* TASK GOAL
Revise the listing below so that every "thickest part" becomes "widest part", keeping everything else unchanged, and omit the pictures from your output.

(A data block)
__________________________________________________
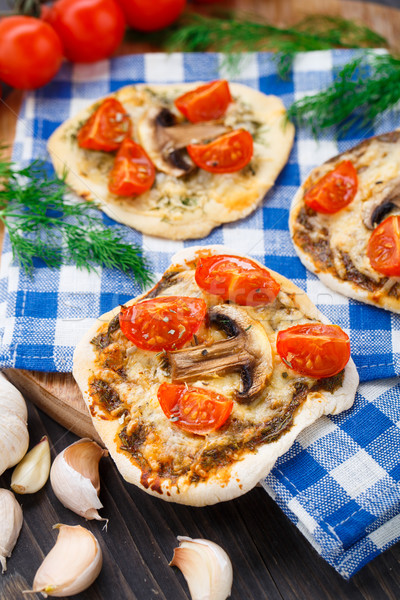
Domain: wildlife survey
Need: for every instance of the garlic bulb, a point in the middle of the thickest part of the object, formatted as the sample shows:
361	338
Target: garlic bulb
10	524
206	568
30	475
14	437
72	564
75	479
__________________________________________________
* THE ANSWER
Domain: wildlife survey
Need: for every instance of the garlic bulb, a point in the middle of the widest part of the object, formatted as the sample shows:
361	338
Target: garlic bulb
10	524
206	568
30	475
14	437
72	564
75	479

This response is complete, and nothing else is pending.